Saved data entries
*** Begin section ***

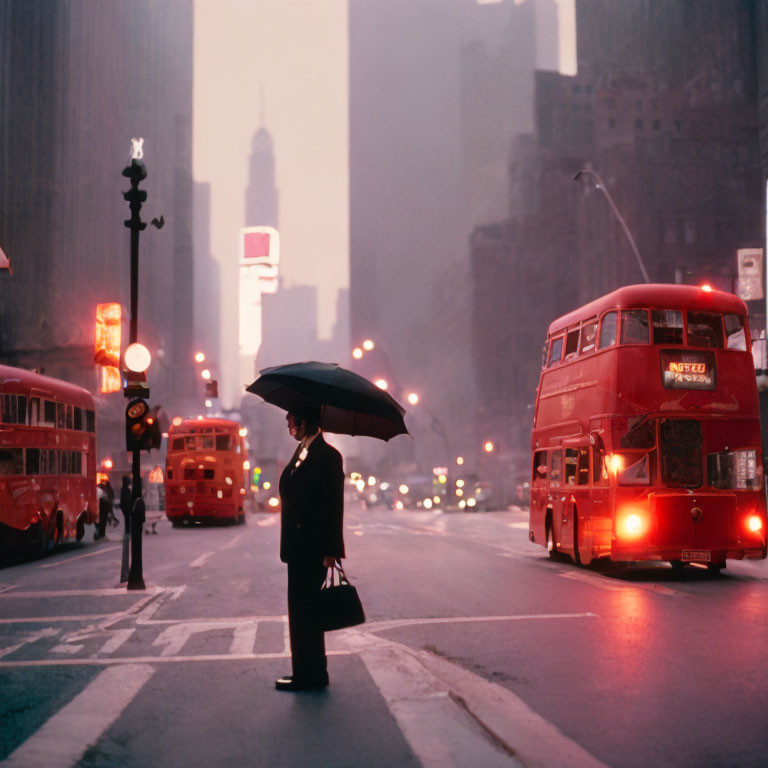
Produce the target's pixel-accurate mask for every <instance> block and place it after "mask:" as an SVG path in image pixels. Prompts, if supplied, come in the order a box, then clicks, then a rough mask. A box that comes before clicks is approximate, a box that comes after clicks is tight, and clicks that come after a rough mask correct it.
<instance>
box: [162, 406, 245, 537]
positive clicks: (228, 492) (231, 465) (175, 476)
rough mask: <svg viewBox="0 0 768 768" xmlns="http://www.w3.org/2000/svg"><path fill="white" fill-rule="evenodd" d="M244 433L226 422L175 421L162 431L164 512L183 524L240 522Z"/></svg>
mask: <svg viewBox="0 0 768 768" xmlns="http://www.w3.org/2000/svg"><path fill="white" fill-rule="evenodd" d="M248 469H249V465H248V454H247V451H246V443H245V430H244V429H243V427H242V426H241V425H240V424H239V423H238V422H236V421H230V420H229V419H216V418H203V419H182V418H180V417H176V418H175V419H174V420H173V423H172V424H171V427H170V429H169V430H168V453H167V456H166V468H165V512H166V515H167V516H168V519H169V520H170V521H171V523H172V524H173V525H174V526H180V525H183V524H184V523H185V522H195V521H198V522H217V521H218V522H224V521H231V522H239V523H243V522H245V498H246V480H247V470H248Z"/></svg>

*** End section ***

Problem to work on: Copy every row above word for word, leaving out the pictures.

Problem solution:
Produce the target's pixel-accurate mask for every <instance> block and place it after "mask:" as an SVG path in image pixels. Prompts, if supplied, come in the order a box, then clicks, then a rough mask. A box that comes before clicks is approximate, a box that comes after clicks is tight, and clicks that come after a rough mask correct it.
<instance>
box: [162, 406, 245, 537]
positive clicks: (228, 492) (231, 465) (175, 476)
rough mask: <svg viewBox="0 0 768 768" xmlns="http://www.w3.org/2000/svg"><path fill="white" fill-rule="evenodd" d="M244 433L226 422L175 421L162 431L164 512L183 524L240 522Z"/></svg>
mask: <svg viewBox="0 0 768 768" xmlns="http://www.w3.org/2000/svg"><path fill="white" fill-rule="evenodd" d="M248 469H249V465H248V454H247V451H246V443H245V430H244V429H243V427H242V426H241V425H240V424H239V423H238V422H236V421H230V420H229V419H216V418H203V419H182V418H180V417H176V418H175V419H174V420H173V423H172V424H171V427H170V429H169V430H168V453H167V456H166V468H165V512H166V515H167V516H168V519H169V520H170V521H171V523H172V524H173V525H174V526H180V525H183V524H184V523H185V522H195V521H198V522H217V521H218V522H224V521H231V522H239V523H243V522H245V498H246V480H247V470H248Z"/></svg>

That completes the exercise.